Part of a data file
★ ★ ★ ★ ★ ★ ★
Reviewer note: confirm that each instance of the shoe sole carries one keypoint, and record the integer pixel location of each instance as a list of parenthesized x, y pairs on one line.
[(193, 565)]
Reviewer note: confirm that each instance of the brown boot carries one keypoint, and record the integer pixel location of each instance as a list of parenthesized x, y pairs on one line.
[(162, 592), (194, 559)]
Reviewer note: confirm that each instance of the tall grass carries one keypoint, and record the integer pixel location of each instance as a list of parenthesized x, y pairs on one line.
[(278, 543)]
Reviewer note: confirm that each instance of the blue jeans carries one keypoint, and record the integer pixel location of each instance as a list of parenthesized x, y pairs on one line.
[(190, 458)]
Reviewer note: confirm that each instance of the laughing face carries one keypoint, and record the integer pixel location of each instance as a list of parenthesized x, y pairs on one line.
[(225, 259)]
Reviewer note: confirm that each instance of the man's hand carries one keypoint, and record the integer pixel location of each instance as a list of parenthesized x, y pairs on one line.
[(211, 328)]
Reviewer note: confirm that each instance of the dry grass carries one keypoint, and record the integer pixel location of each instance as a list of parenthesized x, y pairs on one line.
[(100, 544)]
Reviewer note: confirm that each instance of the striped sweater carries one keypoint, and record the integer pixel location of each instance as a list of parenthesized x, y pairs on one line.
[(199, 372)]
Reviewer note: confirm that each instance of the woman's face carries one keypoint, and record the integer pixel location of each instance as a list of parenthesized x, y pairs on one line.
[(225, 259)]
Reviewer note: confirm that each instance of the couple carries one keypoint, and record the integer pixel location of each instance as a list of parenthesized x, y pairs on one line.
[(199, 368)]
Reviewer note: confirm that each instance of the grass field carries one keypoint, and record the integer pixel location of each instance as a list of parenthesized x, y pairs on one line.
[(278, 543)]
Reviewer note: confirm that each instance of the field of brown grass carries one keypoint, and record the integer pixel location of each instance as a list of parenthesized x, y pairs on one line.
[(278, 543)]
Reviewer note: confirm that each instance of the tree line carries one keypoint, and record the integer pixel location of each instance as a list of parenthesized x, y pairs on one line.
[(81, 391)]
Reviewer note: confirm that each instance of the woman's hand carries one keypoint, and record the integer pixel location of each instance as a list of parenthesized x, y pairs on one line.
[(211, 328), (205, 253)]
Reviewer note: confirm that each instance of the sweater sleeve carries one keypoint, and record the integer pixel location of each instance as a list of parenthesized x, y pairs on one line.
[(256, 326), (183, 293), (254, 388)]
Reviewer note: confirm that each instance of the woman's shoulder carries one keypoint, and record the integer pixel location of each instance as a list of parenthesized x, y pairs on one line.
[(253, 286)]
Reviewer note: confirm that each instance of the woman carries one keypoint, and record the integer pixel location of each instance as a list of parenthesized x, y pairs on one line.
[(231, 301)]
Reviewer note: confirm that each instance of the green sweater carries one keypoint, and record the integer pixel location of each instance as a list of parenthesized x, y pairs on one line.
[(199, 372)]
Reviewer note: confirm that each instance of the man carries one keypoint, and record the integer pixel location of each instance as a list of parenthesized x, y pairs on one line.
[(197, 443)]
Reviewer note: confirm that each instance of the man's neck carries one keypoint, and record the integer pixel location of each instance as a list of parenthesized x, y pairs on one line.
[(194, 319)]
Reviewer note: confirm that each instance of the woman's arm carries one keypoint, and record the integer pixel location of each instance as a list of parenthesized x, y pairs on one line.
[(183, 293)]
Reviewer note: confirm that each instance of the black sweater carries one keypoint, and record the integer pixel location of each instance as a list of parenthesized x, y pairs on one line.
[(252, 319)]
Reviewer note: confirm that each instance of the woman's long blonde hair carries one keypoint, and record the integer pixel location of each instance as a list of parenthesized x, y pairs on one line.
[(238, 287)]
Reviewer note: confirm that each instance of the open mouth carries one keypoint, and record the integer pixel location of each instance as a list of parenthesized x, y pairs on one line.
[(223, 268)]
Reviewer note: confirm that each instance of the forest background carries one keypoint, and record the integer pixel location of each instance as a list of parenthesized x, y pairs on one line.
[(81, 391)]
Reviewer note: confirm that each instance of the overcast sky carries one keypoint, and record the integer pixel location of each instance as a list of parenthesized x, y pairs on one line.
★ ★ ★ ★ ★ ★ ★
[What to produce] Go through the material above line by line and copy it exactly.

[Correct answer]
Reviewer note: confirm that each instance of the shoe sole carries one keypoint, and record the integer pixel location of each instance as a list of parenthesized x, y pairs on one line.
[(193, 565)]
Reviewer note: confirm that each instance of the brown boot carries one keypoint, and record the integer pixel location of each instance as a list of parenthesized x, y pairs on one line.
[(162, 592), (194, 559)]
Reviewer note: confirm that each instance of the tall grass carries one keypoint, and record the integer pixel location of each instance as a list of parenthesized x, y pairs on one line.
[(278, 543)]
Reviewer note: confirm that each instance of the blue jeans carries one keypoint, and record the integer pixel location of each instance as a list of parenthesized x, y pairs on one line.
[(190, 458)]
Reviewer note: confirm that each instance of the laughing face carries one keypoint, and record the integer pixel location of each instance as a list of parenthesized x, y pairs on one line.
[(225, 259)]
Reviewer note: confirm that each instance of the man's hand carries one keypoint, and record the integer pixel location of each instance as a list of parenthesized x, y pairs on one line.
[(211, 328)]
Reviewer note: confirm that each instance of the dry grass carries one keypoint, and record the integer pixel location of each instance as a list of parenthesized x, y pairs on one line.
[(100, 544)]
Reviewer note: confirm that each instance of the striped sweater carries one keypoint, and record the integer pixel location of each instance as a list of parenthesized x, y pairs on one line.
[(199, 372)]
Reviewer note: confirm that each instance of the woman's face carries one keypoint, and record the integer pixel location of each instance as a list of parenthesized x, y pairs on one line.
[(225, 259)]
Reviewer note: confirm that each instance of the couple carries one keypoint, and record the integer pixel location of each instance as a list of parenthesized x, y pairs on one line.
[(199, 368)]
Reviewer note: confirm that each instance of the grass field carries one keypoint, and record the integer pixel location of each instance as a list of parenthesized x, y pairs on one line.
[(278, 543)]
Reviewer note: confirm that each instance of the field of brown grass carries one keypoint, and record the integer pixel location of each instance as a list of parenthesized x, y pairs on one line.
[(278, 543)]
Reviewer note: confirm that each instance of the tree line carries one keypoint, and record the integer pixel location of each instance as a list of parenthesized x, y pairs on one line.
[(81, 391)]
Reviewer note: confirm that each instance of the woman's hand carries one keypoint, and record the integer pixel location of each instance as a list of parenthesized x, y pairs on one line.
[(211, 328), (205, 253)]
Reviewer note: confirm that each instance of the sweater sleeve carries one keypoint, and record the integer pixel location of each instance as a list of parenthesized x, y pairs on one line.
[(256, 326), (183, 293), (254, 388)]
Reviewer note: confirm that each instance of the woman's shoulder carries one keypoint, and record the integer pixel location of each instance as a list of parenthesized x, y pairs on one line.
[(253, 286)]
Reviewer note: confirm that each instance of the woman carries one keypoint, and record the integer pixel location of each instance as a list of parenthesized x, y pairs on one line.
[(231, 301)]
Reviewer note: confirm that each instance of the green sweater carries one keypoint, and record the integer pixel location of each instance as a list of parenthesized x, y pairs on one line.
[(199, 372)]
Reviewer note: confirm that each instance of the man carries one keypoint, and record the integer pixel location of each instance as a list of parenthesized x, y pairs on one line.
[(197, 443)]
Reviewer note: confirm that each instance of the man's neck carries one keypoint, and record the integer pixel location of each instance as a list of parenthesized x, y pairs on one line.
[(194, 319)]
Reviewer note: confirm that each instance of the woman's arm carries one keypoint, and record the integer pixel location of each instance as a list of parenthesized x, y pairs on one line.
[(183, 293)]
Reviewer note: confirm that each instance of the black sweater carries one keypoint, and record the integer pixel location of each instance as a list of parenthesized x, y pairs on one line.
[(252, 319)]
Reviewer note: confirm that each instance of the woman's long blonde hair carries one keypoint, and record the integer pixel location of each instance as a list of parenthesized x, y pairs on one line.
[(238, 287)]
Reviewer note: confirm that each instance of the open mouth carries one keypoint, and record the integer pixel location of each instance as a list of parenthesized x, y pairs on one line.
[(223, 268)]
Reviewer note: confirm that each instance of the forest background carries one keypoint, and record the integer pixel location of each instance as a list of parenthesized x, y pairs on one line.
[(81, 391)]
Reviewer note: confirm that each instance of the overcast sky carries one keypoint, and record the integer pixel location of each instance as a list of parenthesized x, y pairs on one line.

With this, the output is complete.